Assim, é legítimo o poder diretivo do empregador e a lei protege o seu exercício. Porém, esse poder não pode ser utilizado para substituir os trabalhadores em greve, sob pena de se enfraquecer o movimento coletivo.

 

Logo, a proibição da substituição de trabalhadores em greve corresponde à necessidade de se garantir a eficácia do direito fundamental em jogo. Ora, a livre substituição dos grevistas obstaculiza o exercício do direito reconhecido, tornando ineficaz até mesmo a sua previsão constitucional68.

 

In casu, não se cogita que a dispensa coletiva tenha sido uma reação empresarial em contrapartida da greve. Não é esse o argumento utilizado para se dizer que a dispensa coletiva feriu o direito fundamental invocado, até porque a greve foi deflagrada em momento posterior ao anúncio da despedida coletiva. A dispensa em massa violou indiretamente o direito fundamental à greve no momento em que a empresa utilizou mão de obra de terceiros para cobrir a falta de produção na engarrafadora de Fuenlabrada, já que essa conduta tinha como pressuposto eliminar, minimizar ou mitigar os efeitos da greve que tinha como foco a reação à dispensa coletiva, o que é – como referido no acórdão – uma violação desse direito constitucional.

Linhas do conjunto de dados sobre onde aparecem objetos

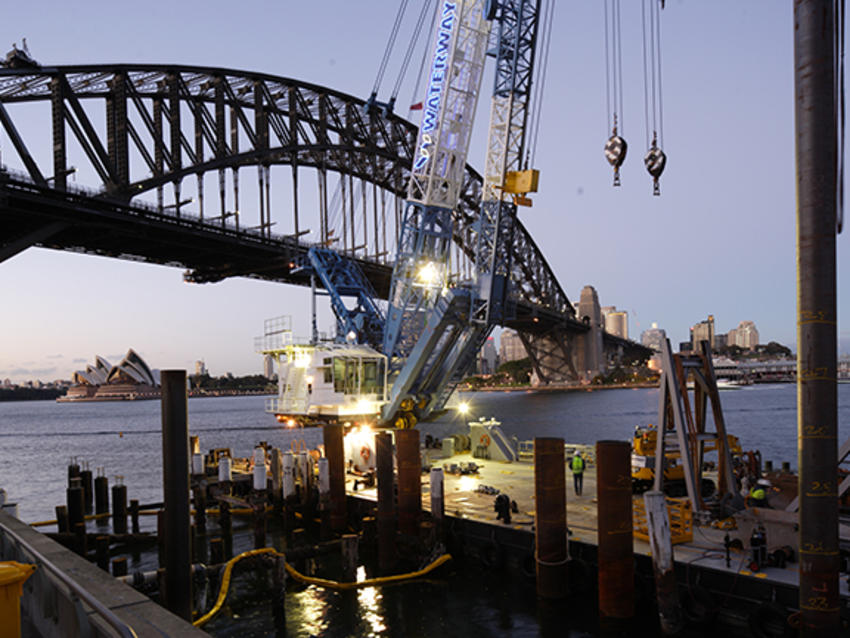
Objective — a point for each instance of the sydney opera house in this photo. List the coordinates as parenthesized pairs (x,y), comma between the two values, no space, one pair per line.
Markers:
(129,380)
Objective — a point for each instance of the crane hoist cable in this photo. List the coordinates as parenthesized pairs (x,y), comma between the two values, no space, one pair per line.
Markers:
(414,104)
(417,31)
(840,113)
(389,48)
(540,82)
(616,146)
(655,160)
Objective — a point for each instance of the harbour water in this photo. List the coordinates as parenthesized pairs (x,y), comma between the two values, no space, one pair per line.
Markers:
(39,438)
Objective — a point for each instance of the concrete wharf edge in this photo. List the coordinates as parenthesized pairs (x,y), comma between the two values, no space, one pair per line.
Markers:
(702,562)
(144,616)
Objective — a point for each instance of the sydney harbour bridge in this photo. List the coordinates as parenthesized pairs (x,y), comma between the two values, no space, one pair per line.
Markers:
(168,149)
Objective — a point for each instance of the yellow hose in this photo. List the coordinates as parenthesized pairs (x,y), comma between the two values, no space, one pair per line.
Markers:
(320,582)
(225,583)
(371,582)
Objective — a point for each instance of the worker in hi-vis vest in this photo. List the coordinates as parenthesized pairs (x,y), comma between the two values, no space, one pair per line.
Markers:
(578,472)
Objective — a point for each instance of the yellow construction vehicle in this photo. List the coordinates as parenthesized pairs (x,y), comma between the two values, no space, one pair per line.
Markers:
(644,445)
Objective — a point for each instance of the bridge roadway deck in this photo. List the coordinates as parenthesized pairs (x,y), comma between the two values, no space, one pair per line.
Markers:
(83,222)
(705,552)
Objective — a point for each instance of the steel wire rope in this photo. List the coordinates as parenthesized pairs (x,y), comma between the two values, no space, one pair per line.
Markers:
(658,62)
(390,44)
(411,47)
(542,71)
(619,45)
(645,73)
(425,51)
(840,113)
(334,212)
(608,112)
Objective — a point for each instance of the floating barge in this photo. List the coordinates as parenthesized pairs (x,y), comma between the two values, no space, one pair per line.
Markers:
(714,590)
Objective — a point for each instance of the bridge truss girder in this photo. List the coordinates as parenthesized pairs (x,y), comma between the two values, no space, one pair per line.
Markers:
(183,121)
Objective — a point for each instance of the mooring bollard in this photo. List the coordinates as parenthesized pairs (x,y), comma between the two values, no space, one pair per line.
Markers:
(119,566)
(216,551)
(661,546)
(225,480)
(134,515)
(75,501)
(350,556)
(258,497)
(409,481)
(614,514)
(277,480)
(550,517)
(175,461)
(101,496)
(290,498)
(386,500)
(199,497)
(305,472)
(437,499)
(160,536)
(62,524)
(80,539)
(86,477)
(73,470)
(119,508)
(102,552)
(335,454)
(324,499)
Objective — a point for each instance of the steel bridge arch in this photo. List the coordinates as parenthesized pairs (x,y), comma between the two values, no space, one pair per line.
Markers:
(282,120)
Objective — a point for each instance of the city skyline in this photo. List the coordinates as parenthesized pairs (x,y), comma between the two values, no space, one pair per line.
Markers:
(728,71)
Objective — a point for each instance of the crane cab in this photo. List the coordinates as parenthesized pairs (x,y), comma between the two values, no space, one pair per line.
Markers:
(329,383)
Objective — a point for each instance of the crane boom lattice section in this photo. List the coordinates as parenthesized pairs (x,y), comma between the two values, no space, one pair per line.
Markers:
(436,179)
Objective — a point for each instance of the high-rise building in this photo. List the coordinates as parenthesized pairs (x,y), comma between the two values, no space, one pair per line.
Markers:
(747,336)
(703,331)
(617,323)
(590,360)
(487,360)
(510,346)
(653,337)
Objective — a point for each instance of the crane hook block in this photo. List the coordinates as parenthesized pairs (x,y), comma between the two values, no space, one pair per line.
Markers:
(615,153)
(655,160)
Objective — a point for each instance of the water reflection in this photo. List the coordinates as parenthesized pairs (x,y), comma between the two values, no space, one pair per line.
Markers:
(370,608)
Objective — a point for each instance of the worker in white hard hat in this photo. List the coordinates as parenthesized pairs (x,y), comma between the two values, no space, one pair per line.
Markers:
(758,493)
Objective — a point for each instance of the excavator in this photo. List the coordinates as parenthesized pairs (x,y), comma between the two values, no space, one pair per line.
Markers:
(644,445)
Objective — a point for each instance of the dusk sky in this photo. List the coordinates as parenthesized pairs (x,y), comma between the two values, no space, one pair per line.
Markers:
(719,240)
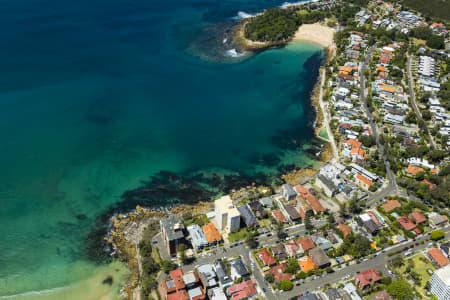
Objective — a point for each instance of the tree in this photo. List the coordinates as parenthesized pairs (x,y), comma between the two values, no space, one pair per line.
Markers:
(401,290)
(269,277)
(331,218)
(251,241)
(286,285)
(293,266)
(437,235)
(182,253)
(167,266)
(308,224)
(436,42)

§ **Exercício escrito A**: Repita o trecho selecionado de "In casu, não" a "desse direito constitucional.".
§ **Exercício escrito B**:
Responda com base no trecho selecionado:
(i) Segundo o texto, o poder diretivo do empregador não pode ser usado para quê?
(ii) A greve foi deflagrada antes ou depois do anúncio da despedida coletiva?
(iii) Em que lugar ficava a engarrafadora cuja falta de produção a empresa cobriu com mão de obra de terceiros?
§ **Exercício escrito C**:
Diga se cada afirmação concorda com o trecho selecionado e cite as palavras que decidem:
(i) O poder diretivo do empregador é considerado legítimo.
(ii) A dispensa coletiva foi uma reação da empresa à greve.
(iii) A empresa usou mão de obra de terceiros para cobrir a falta de produção.
Os registros acima não são necessários.

§ **Resultado A**:
In casu, não se cogita que a dispensa coletiva tenha sido uma reação empresarial em contrapartida da greve. Não é esse o argumento utilizado para se dizer que a dispensa coletiva feriu o direito fundamental invocado, até porque a greve foi deflagrada em momento posterior ao anúncio da despedida coletiva. A dispensa em massa violou indiretamente o direito fundamental à greve no momento em que a empresa utilizou mão de obra de terceiros para cobrir a falta de produção na engarrafadora de Fuenlabrada, já que essa conduta tinha como pressuposto eliminar, minimizar ou mitigar os efeitos da greve que tinha como foco a reação à dispensa coletiva, o que é – como referido no acórdão – uma violação desse direito constitucional.

§ **Resultado B**:
(i) Para substituir os trabalhadores em greve.
(ii) Depois, em momento posterior ao anúncio.
(iii) Em Fuenlabrada.

§ **Resultado C**:
(i) Sim: "é legítimo o poder diretivo do empregador e a lei protege o seu exercício"
(ii) Não: "não se cogita que a dispensa coletiva tenha sido uma reação empresarial em contrapartida da greve"
(iii) Sim: "a empresa utilizou mão de obra de terceiros para cobrir a falta de produção na engarrafadora de Fuenlabrada"